§ **Given instruction**
Put the stretch from the start of the entries through the line containing "707,34,896,230" into a JSON list of strings, one string per line, with blank lines left out.

********

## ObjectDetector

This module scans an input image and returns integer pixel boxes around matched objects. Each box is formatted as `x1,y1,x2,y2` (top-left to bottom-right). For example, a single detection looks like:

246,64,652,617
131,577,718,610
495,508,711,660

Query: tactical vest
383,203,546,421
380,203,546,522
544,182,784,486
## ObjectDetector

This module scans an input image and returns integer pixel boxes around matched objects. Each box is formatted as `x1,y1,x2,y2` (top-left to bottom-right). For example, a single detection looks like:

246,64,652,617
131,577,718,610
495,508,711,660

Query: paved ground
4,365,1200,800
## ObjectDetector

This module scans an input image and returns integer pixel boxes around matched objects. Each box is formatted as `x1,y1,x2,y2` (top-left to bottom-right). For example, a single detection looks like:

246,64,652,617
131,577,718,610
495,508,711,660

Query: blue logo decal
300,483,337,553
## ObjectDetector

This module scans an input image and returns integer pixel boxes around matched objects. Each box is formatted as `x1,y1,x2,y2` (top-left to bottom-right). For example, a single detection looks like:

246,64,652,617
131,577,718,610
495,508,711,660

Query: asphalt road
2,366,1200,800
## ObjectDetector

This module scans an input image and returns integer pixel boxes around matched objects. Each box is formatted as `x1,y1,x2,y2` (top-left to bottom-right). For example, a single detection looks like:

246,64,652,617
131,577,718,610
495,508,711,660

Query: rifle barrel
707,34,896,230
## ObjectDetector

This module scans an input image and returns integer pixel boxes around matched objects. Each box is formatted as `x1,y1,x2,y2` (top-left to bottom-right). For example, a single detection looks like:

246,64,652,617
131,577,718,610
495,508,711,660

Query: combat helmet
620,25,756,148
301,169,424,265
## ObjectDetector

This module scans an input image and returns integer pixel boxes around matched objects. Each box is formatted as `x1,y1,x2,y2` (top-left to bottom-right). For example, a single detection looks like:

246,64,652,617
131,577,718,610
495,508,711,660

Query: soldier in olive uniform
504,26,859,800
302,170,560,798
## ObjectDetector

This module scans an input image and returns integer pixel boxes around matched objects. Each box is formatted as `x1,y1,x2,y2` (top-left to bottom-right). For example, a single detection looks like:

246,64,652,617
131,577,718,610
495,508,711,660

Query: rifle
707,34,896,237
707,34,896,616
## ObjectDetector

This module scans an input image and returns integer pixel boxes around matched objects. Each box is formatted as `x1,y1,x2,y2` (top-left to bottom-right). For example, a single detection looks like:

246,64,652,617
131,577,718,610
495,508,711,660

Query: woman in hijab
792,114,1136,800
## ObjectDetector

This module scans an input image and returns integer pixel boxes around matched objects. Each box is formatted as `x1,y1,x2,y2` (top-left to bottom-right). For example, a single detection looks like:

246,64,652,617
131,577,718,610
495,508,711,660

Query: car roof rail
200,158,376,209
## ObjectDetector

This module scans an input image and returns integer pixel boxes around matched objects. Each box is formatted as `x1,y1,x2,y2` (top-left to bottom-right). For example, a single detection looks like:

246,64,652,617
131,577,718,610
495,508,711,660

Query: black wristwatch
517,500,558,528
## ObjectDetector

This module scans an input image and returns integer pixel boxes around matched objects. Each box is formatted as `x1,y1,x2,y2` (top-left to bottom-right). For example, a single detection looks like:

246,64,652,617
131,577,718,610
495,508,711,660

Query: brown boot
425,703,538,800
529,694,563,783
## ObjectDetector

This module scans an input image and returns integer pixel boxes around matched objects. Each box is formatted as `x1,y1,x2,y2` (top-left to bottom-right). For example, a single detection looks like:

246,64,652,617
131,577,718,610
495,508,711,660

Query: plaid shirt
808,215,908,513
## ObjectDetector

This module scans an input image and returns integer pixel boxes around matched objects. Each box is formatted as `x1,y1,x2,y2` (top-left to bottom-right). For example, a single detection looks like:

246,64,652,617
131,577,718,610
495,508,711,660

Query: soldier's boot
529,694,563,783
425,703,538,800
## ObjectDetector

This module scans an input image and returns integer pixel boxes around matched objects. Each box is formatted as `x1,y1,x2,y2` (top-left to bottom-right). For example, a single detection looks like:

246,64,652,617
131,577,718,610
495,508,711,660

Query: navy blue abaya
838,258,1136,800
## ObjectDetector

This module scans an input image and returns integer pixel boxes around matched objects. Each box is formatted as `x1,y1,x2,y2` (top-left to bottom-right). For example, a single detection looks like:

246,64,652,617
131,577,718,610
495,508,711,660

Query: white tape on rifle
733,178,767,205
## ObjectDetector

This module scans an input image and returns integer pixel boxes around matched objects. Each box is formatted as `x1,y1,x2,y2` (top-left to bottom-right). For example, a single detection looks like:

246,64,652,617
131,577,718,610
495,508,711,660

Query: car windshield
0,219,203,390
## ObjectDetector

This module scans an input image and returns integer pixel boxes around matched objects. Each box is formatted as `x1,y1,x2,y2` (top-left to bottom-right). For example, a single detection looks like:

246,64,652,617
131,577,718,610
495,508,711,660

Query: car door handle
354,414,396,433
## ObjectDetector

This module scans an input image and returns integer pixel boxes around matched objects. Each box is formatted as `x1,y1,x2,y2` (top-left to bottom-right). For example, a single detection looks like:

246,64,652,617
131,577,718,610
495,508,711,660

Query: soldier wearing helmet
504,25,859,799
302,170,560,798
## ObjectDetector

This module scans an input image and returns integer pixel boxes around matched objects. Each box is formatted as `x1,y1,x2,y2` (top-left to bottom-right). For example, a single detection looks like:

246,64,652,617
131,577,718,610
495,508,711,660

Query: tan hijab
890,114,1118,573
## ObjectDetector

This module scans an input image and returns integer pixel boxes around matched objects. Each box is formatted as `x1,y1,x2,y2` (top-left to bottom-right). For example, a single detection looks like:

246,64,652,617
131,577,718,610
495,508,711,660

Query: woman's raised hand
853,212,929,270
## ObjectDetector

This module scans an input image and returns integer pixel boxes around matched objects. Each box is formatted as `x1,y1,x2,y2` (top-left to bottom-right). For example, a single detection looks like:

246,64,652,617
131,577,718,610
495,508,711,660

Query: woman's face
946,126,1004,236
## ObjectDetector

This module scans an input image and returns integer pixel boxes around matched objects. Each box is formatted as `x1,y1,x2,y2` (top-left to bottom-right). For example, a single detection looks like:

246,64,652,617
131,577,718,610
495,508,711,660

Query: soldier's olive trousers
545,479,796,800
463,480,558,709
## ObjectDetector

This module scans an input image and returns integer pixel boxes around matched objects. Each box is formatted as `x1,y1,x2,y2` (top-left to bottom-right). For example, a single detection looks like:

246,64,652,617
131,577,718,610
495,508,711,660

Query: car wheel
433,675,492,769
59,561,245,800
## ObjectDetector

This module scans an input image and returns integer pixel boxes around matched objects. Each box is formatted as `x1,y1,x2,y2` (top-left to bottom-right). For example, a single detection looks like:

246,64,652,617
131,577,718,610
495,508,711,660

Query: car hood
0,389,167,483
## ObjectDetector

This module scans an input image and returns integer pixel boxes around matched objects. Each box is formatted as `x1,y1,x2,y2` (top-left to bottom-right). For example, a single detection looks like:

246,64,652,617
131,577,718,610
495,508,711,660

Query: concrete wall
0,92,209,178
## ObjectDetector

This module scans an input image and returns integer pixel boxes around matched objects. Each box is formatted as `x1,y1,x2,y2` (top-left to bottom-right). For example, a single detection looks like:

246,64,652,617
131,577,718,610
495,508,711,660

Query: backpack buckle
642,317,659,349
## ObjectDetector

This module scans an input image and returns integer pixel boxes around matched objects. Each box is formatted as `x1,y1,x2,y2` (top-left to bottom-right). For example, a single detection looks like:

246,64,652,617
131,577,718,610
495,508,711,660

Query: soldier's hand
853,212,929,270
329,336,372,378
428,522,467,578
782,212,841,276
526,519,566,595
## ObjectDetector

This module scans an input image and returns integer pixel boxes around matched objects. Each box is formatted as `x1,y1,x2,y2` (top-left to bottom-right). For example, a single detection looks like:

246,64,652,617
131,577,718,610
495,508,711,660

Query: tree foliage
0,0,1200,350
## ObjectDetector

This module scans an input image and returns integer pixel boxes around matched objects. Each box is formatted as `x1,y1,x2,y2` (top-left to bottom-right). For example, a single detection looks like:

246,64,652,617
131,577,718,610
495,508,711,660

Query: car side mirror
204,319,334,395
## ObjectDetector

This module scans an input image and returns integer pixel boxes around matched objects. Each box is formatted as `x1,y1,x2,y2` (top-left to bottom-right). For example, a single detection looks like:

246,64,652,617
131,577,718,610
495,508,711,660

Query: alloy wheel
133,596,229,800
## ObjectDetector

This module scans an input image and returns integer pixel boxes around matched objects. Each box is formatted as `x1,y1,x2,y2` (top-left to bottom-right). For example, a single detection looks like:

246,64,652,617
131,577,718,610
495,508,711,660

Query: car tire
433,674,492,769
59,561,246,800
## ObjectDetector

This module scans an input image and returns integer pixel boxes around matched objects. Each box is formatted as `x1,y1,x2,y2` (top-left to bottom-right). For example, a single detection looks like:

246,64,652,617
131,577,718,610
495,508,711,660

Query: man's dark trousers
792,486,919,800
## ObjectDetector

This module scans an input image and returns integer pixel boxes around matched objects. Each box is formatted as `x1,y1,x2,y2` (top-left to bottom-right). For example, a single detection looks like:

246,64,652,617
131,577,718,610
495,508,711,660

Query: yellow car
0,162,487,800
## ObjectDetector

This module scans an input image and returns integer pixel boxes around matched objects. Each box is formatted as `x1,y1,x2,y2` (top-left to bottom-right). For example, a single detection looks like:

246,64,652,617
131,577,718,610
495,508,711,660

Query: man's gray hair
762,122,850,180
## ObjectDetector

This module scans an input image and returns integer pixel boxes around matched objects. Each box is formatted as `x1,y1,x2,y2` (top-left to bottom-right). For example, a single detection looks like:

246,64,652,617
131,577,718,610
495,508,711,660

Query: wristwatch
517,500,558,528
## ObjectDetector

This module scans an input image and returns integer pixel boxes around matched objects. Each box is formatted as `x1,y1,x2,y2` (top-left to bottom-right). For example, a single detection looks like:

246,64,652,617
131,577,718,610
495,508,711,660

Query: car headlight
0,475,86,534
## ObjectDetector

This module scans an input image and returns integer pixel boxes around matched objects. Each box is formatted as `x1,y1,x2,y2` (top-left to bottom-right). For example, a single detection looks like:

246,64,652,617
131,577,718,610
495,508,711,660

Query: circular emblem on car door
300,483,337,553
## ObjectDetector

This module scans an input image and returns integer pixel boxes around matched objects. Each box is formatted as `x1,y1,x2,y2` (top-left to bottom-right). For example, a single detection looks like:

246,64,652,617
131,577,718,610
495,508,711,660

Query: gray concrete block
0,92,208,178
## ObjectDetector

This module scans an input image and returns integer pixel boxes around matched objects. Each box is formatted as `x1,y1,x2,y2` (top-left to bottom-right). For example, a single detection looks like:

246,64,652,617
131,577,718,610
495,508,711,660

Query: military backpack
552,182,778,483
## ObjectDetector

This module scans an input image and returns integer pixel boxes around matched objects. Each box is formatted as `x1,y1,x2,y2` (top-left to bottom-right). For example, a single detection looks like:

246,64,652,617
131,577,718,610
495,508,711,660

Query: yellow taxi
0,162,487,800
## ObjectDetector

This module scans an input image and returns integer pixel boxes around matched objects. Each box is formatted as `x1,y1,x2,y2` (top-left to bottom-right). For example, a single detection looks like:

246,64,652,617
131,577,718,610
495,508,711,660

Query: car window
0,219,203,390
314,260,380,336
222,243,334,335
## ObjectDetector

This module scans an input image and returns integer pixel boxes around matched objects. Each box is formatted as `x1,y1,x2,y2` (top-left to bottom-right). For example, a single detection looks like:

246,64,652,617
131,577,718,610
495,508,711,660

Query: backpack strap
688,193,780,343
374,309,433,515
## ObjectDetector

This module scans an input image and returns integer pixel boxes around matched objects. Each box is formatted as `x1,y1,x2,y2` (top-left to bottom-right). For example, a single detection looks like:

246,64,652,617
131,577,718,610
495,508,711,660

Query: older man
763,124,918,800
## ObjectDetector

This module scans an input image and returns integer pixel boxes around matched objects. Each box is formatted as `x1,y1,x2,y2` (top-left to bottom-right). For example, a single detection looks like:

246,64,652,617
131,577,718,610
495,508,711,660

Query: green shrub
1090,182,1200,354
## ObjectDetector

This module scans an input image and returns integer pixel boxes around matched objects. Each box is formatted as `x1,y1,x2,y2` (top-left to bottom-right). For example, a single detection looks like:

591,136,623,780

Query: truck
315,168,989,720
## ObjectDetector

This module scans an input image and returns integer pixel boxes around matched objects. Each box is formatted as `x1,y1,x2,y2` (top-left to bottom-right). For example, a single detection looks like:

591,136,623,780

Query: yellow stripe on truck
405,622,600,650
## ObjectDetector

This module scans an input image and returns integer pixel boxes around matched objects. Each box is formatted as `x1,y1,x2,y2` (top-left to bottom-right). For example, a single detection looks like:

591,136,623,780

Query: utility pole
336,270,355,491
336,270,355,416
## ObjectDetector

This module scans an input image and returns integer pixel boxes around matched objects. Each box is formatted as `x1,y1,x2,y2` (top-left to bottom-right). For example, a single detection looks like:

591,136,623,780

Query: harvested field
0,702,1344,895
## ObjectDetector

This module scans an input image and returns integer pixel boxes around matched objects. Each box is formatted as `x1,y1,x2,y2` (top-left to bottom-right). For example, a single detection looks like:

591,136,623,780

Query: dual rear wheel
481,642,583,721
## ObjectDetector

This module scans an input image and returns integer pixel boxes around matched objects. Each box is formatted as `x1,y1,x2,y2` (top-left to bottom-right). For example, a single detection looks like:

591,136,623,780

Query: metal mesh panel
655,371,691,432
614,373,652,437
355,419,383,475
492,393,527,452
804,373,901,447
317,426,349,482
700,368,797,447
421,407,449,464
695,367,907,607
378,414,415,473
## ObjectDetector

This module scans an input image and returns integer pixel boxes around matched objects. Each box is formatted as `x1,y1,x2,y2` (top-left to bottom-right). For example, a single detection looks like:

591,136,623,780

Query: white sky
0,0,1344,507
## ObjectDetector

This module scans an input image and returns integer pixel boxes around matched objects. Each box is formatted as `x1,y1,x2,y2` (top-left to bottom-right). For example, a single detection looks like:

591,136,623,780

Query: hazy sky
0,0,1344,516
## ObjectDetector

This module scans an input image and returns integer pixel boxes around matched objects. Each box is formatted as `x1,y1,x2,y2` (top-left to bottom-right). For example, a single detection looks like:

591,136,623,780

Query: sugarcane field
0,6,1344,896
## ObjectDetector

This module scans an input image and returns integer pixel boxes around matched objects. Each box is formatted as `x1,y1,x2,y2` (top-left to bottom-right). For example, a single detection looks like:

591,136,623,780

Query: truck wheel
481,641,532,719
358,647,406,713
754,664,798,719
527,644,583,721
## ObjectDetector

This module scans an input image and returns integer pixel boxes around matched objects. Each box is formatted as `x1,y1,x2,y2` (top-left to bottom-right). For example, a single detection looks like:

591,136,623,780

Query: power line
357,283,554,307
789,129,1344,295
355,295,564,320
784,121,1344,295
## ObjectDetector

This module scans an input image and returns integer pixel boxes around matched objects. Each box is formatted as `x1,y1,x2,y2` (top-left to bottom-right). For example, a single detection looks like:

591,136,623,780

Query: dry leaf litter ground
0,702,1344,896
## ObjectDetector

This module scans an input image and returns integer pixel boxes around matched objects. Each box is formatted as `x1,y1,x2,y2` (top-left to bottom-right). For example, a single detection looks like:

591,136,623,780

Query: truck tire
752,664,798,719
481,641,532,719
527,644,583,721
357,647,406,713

********

§ **Right answer**
[
  "## ObjectDetector",
  "This module scans an input image and returns integer pixel boxes around matched objects. Each box is formatted as `x1,y1,x2,y2` (top-left to bottom-right). For example, a single detection looks like:",
  "246,64,652,617",
  "131,577,718,610",
  "495,508,711,660",
  "Query: tactical vest",
  "383,203,546,421",
  "380,203,546,522",
  "544,182,784,486",
  "## ObjectDetector",
  "This module scans an input image and returns integer pixel boxes around matched objects. Each box is formatted as `x1,y1,x2,y2` (top-left to bottom-right). For example, a single detection looks like:",
  "246,64,652,617",
  "131,577,718,610",
  "495,508,711,660",
  "Query: paved ground",
  "4,365,1200,800",
  "## ObjectDetector",
  "This module scans an input image and returns integer pixel boxes around matched objects. Each box is formatted as `x1,y1,x2,y2` (top-left to bottom-right). For example, a single detection looks like:",
  "246,64,652,617",
  "131,577,718,610",
  "495,508,711,660",
  "Query: blue logo decal",
  "300,483,337,553",
  "## ObjectDetector",
  "This module scans an input image and returns integer pixel boxes around matched objects. Each box is formatted as `x1,y1,x2,y2` (top-left to bottom-right). For example, a single detection looks like:",
  "246,64,652,617",
  "131,577,718,610",
  "495,508,711,660",
  "Query: asphalt road",
  "2,366,1200,800",
  "## ObjectDetector",
  "This module scans an input image and returns integer pixel boxes around matched objects. Each box is formatted as `x1,y1,x2,y2` (top-left to bottom-right). For example, a single detection looks like:",
  "246,64,652,617",
  "131,577,718,610",
  "495,508,711,660",
  "Query: rifle barrel",
  "707,34,896,230"
]